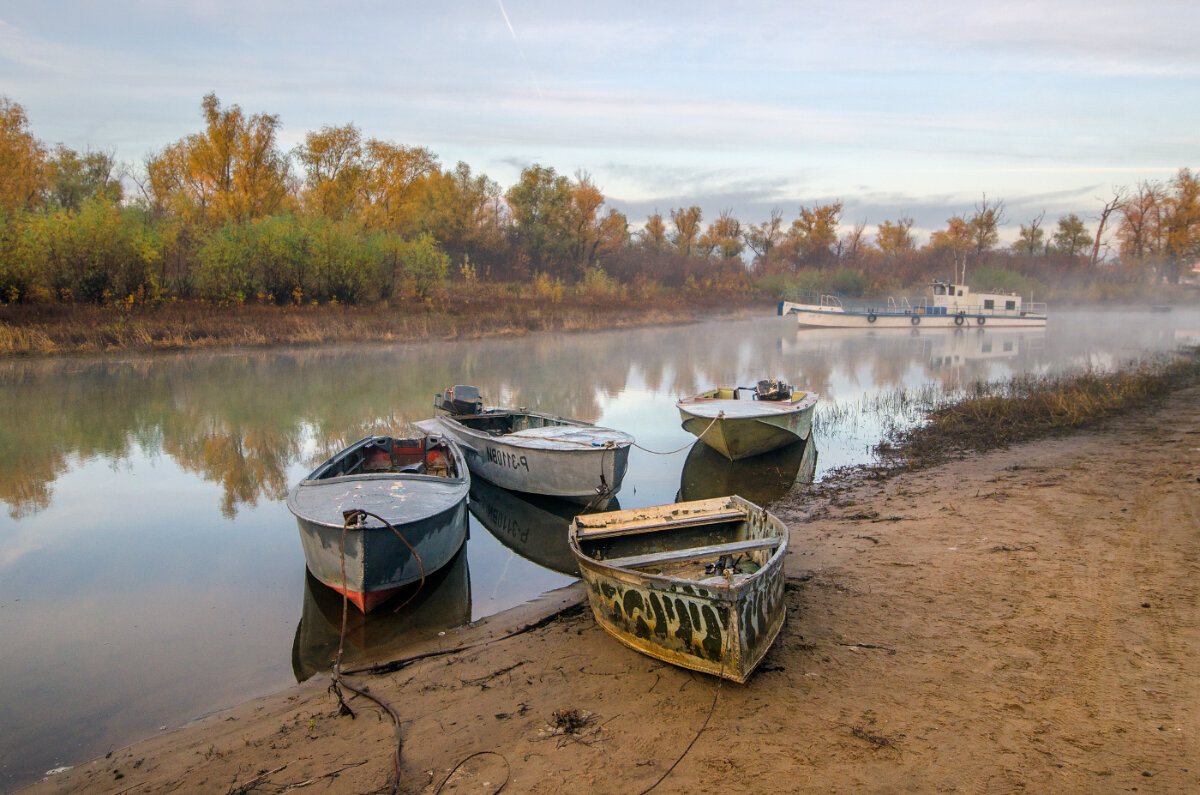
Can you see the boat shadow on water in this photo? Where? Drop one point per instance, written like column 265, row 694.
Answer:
column 532, row 526
column 391, row 631
column 761, row 479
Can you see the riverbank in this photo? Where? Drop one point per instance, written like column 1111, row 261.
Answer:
column 52, row 329
column 1015, row 620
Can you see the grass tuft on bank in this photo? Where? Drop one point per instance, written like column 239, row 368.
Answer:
column 1029, row 407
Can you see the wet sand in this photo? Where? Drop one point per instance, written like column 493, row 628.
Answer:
column 1024, row 620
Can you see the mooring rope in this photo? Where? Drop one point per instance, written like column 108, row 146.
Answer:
column 719, row 416
column 358, row 514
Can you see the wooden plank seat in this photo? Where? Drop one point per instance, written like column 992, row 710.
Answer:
column 633, row 527
column 694, row 553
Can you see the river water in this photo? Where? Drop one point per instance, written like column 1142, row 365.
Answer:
column 150, row 571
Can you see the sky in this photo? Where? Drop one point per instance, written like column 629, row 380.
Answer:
column 919, row 108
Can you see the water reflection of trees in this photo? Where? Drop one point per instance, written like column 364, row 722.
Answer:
column 244, row 419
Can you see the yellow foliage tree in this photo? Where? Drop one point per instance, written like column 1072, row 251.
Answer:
column 231, row 172
column 22, row 159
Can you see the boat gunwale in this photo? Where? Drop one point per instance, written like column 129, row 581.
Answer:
column 459, row 486
column 779, row 408
column 727, row 590
column 531, row 443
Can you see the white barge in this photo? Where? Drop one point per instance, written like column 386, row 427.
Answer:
column 951, row 305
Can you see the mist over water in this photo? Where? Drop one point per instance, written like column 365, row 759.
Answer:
column 150, row 572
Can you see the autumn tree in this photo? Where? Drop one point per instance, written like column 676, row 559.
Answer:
column 1140, row 229
column 334, row 171
column 1031, row 239
column 953, row 243
column 894, row 238
column 653, row 237
column 723, row 239
column 1071, row 238
column 233, row 171
column 851, row 246
column 687, row 228
column 540, row 204
column 984, row 226
column 763, row 238
column 22, row 159
column 76, row 178
column 391, row 184
column 811, row 238
column 1182, row 225
column 463, row 213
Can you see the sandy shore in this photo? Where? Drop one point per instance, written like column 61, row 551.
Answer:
column 1025, row 620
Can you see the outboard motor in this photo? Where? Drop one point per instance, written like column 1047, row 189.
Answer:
column 772, row 389
column 460, row 400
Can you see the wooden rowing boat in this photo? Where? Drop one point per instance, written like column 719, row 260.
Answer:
column 417, row 485
column 739, row 422
column 694, row 584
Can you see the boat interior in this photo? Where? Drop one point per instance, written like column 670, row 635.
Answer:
column 771, row 389
column 505, row 422
column 385, row 454
column 714, row 548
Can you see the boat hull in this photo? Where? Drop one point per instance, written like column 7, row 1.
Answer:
column 702, row 626
column 442, row 603
column 568, row 471
column 741, row 429
column 425, row 506
column 378, row 565
column 828, row 317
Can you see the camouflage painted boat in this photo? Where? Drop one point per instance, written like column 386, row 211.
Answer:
column 532, row 452
column 694, row 584
column 418, row 485
column 739, row 422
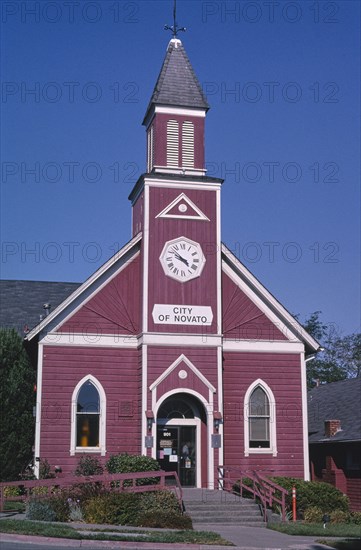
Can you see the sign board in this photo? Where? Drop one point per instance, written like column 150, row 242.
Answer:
column 173, row 314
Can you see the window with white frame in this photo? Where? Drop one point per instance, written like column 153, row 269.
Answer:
column 260, row 419
column 88, row 416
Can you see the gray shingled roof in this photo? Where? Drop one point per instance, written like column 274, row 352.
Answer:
column 177, row 84
column 335, row 401
column 21, row 302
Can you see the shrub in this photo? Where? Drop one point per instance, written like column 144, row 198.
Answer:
column 164, row 501
column 313, row 493
column 339, row 516
column 113, row 508
column 125, row 463
column 45, row 470
column 12, row 491
column 313, row 514
column 167, row 519
column 40, row 511
column 356, row 518
column 89, row 466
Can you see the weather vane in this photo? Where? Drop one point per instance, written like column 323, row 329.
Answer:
column 175, row 29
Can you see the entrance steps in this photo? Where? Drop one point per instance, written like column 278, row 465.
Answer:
column 205, row 506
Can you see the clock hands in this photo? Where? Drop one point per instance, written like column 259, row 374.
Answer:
column 181, row 259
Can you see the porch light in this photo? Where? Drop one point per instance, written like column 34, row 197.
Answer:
column 217, row 419
column 150, row 418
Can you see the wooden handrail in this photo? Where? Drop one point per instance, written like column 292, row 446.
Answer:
column 262, row 487
column 122, row 485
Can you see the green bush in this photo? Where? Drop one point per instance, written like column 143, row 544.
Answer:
column 356, row 518
column 125, row 463
column 112, row 508
column 167, row 519
column 40, row 511
column 89, row 466
column 12, row 491
column 313, row 514
column 158, row 501
column 313, row 493
column 339, row 516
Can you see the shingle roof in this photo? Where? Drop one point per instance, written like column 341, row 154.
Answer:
column 177, row 84
column 21, row 302
column 335, row 401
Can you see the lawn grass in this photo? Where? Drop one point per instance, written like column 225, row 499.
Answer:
column 316, row 529
column 26, row 527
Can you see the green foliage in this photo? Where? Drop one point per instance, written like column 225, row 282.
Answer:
column 89, row 466
column 17, row 398
column 356, row 518
column 12, row 491
column 313, row 514
column 45, row 470
column 40, row 511
column 158, row 501
column 339, row 516
column 313, row 493
column 167, row 519
column 125, row 463
column 112, row 508
column 341, row 357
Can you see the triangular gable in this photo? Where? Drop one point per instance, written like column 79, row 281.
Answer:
column 182, row 207
column 119, row 262
column 260, row 305
column 182, row 359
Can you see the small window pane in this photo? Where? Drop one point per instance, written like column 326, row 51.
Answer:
column 87, row 430
column 88, row 399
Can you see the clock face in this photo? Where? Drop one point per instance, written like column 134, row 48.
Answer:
column 182, row 259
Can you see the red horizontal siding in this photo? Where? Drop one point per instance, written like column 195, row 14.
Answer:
column 242, row 319
column 164, row 290
column 115, row 309
column 281, row 372
column 118, row 372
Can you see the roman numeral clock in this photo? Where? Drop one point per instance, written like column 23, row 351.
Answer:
column 182, row 259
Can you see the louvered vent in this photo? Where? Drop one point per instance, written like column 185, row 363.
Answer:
column 188, row 145
column 172, row 143
column 150, row 149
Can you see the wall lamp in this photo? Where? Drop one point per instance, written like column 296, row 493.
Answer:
column 217, row 419
column 150, row 417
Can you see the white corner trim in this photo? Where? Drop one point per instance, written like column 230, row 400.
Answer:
column 102, row 417
column 39, row 391
column 263, row 346
column 91, row 280
column 184, row 359
column 306, row 457
column 272, row 449
column 262, row 306
column 182, row 197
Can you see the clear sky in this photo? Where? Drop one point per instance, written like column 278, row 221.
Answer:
column 283, row 82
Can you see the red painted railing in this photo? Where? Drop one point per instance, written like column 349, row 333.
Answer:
column 158, row 480
column 261, row 487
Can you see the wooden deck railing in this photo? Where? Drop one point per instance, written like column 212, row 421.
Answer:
column 261, row 487
column 156, row 481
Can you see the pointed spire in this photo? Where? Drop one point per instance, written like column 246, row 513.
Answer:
column 177, row 84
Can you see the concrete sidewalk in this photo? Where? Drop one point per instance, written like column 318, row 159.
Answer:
column 244, row 538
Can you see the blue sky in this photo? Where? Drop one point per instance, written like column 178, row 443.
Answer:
column 283, row 82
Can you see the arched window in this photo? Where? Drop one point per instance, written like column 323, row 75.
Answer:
column 88, row 407
column 260, row 419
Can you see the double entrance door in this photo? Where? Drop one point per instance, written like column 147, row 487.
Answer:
column 176, row 452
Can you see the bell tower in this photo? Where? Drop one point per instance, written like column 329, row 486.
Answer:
column 175, row 117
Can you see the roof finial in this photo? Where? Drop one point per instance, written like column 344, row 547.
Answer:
column 175, row 29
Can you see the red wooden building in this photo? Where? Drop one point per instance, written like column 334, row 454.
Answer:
column 173, row 348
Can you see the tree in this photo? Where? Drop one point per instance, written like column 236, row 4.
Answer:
column 341, row 357
column 17, row 379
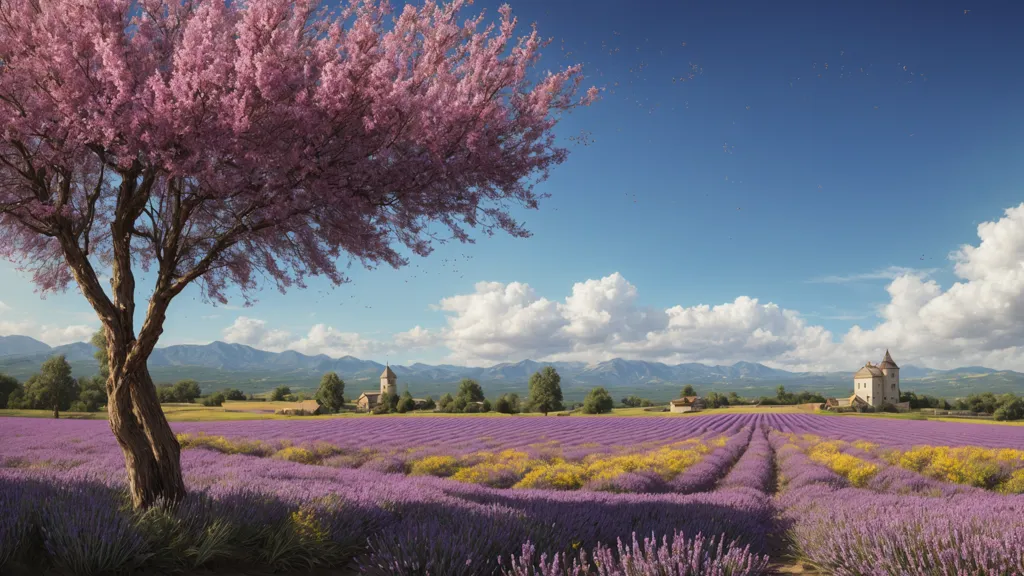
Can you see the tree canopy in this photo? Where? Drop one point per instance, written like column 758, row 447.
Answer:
column 53, row 388
column 470, row 391
column 219, row 144
column 545, row 391
column 331, row 393
column 598, row 401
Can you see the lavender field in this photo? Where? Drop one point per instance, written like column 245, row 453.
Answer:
column 726, row 494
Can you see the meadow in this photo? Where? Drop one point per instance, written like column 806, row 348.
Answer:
column 728, row 494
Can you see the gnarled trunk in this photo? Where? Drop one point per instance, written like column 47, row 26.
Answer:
column 152, row 452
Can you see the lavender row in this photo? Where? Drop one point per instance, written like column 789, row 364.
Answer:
column 849, row 531
column 331, row 517
column 677, row 556
column 756, row 468
column 708, row 471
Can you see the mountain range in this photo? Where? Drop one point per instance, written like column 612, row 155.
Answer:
column 220, row 364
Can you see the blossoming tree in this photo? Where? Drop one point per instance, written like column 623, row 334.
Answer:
column 215, row 144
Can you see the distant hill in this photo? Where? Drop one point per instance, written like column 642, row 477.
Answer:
column 220, row 364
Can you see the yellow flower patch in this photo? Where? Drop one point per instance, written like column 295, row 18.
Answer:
column 435, row 465
column 555, row 477
column 858, row 471
column 972, row 465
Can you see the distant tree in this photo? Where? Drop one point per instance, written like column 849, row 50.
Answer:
column 715, row 400
column 1012, row 409
column 186, row 391
column 445, row 402
column 406, row 403
column 216, row 399
column 545, row 391
column 7, row 385
column 232, row 395
column 165, row 394
column 331, row 393
column 53, row 388
column 598, row 402
column 16, row 399
column 502, row 405
column 470, row 389
column 514, row 402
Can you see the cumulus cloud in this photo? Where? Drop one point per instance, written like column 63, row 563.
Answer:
column 52, row 335
column 977, row 321
column 323, row 339
column 890, row 273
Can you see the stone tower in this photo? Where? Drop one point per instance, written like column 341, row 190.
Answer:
column 389, row 381
column 890, row 381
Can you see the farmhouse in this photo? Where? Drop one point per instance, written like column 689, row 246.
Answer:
column 687, row 404
column 389, row 384
column 838, row 403
column 873, row 385
column 878, row 384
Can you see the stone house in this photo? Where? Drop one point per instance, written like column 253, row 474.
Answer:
column 878, row 384
column 686, row 404
column 389, row 384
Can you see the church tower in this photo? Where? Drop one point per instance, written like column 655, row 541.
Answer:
column 890, row 380
column 389, row 381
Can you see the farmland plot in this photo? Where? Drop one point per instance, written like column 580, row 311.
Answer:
column 528, row 495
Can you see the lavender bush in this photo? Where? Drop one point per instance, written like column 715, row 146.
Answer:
column 332, row 501
column 677, row 556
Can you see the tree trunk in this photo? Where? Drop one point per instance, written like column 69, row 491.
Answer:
column 152, row 452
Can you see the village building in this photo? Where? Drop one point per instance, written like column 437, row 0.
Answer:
column 878, row 384
column 686, row 404
column 873, row 385
column 389, row 384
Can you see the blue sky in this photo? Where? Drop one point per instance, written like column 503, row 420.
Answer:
column 822, row 152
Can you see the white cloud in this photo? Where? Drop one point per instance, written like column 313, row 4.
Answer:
column 323, row 339
column 891, row 273
column 52, row 335
column 977, row 321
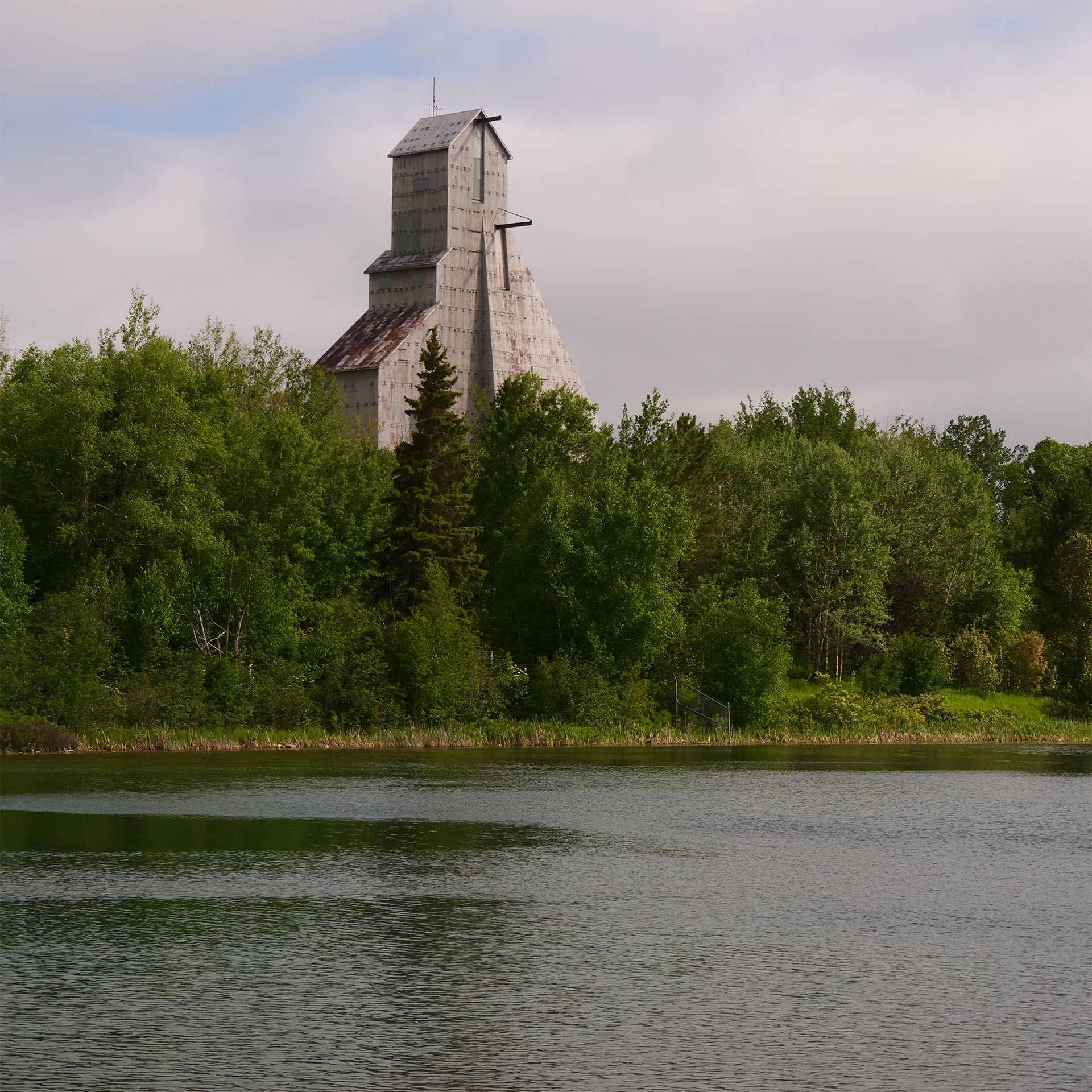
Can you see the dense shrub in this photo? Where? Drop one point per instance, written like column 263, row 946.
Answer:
column 1024, row 664
column 735, row 648
column 567, row 688
column 440, row 660
column 913, row 665
column 972, row 661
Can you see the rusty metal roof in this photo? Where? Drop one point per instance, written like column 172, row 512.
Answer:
column 389, row 261
column 373, row 338
column 434, row 134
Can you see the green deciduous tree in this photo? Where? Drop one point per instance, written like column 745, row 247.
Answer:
column 735, row 648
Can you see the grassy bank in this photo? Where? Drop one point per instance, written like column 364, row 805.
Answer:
column 808, row 714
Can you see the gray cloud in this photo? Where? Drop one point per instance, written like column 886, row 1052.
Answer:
column 726, row 198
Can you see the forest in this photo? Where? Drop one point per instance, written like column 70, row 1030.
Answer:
column 191, row 535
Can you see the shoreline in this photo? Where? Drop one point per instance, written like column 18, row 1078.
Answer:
column 518, row 735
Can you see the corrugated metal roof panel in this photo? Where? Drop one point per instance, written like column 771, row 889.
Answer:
column 388, row 261
column 434, row 134
column 373, row 338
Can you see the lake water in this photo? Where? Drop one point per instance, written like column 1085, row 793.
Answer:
column 750, row 917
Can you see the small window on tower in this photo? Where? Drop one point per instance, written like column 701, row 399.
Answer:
column 479, row 162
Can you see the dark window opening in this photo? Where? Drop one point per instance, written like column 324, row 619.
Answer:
column 478, row 191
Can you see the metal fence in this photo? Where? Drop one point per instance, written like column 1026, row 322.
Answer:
column 690, row 704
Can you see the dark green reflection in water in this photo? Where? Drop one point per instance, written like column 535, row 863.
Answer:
column 159, row 772
column 71, row 833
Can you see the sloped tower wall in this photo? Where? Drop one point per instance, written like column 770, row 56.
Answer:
column 450, row 266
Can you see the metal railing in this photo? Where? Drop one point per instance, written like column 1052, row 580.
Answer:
column 692, row 702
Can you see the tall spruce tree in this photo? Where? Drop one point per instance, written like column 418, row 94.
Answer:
column 431, row 502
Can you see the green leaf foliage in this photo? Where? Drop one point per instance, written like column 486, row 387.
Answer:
column 432, row 515
column 192, row 534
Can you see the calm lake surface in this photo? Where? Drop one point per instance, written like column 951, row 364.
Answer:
column 751, row 917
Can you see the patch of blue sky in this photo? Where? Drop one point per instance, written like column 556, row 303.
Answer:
column 1020, row 20
column 249, row 96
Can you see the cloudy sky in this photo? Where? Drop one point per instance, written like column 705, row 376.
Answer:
column 729, row 197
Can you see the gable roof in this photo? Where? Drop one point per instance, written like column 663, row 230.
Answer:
column 434, row 134
column 373, row 338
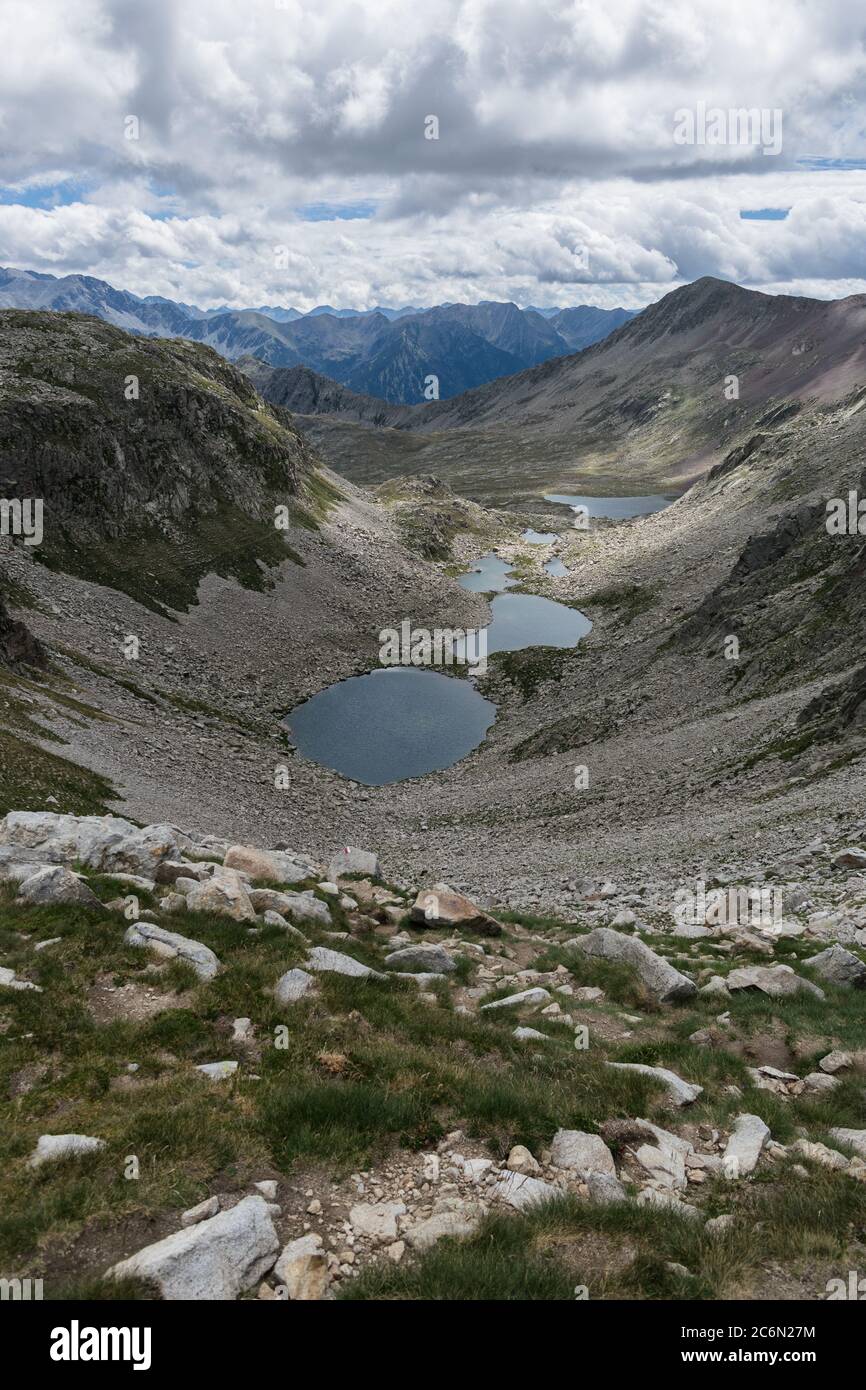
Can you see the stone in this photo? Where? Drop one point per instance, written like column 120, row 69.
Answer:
column 54, row 883
column 658, row 975
column 305, row 906
column 819, row 1154
column 378, row 1221
column 303, row 1269
column 836, row 1062
column 665, row 1166
column 581, row 1153
column 855, row 1139
column 605, row 1189
column 477, row 1168
column 850, row 858
column 104, row 844
column 680, row 1091
column 744, row 1146
column 666, row 1140
column 350, row 861
column 431, row 958
column 217, row 1070
column 820, row 1082
column 669, row 1201
column 515, row 1001
column 715, row 984
column 271, row 865
column 225, row 895
column 293, row 986
column 455, row 1223
column 173, row 869
column 780, row 982
column 442, row 906
column 202, row 1212
column 216, row 1260
column 52, row 1147
column 837, row 966
column 624, row 918
column 520, row 1161
column 275, row 919
column 11, row 982
column 338, row 963
column 520, row 1190
column 195, row 952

***

- Goal -
Quote exactly, and nothing besides, the lines from the one with "Can you see the calm" through the end of the records above; include both ends and omit the pictures.

- Result -
Can you see the calm lake surface in this photo? Where? Drop one point per instance, written like column 951, row 364.
Answer:
column 751, row 917
Can you see the patch of blue sky in this photo? Where? Drop one point per instance, written like column 556, row 303.
Answer:
column 1020, row 20
column 249, row 96
Can you see the cloudy sky in this photo? Where? Drop one point per instance, written like column 705, row 376.
Answer:
column 729, row 197
Can you see the gable roof in this photo? Where? Drop one point per instance, written like column 663, row 230.
Answer:
column 434, row 134
column 373, row 338
Can you see the stone in this photo? Where? Drop one point per instance, written like column 120, row 69.
Answer:
column 54, row 883
column 658, row 975
column 305, row 906
column 819, row 1154
column 378, row 1221
column 303, row 1269
column 836, row 1062
column 665, row 1166
column 581, row 1153
column 855, row 1139
column 605, row 1189
column 477, row 1168
column 850, row 858
column 104, row 844
column 680, row 1091
column 744, row 1146
column 666, row 1140
column 350, row 861
column 431, row 958
column 217, row 1070
column 820, row 1082
column 669, row 1201
column 515, row 1001
column 715, row 984
column 271, row 865
column 225, row 895
column 293, row 986
column 455, row 1223
column 173, row 869
column 780, row 982
column 442, row 906
column 202, row 1212
column 216, row 1260
column 52, row 1147
column 837, row 966
column 624, row 918
column 520, row 1161
column 275, row 919
column 11, row 982
column 338, row 963
column 520, row 1190
column 195, row 952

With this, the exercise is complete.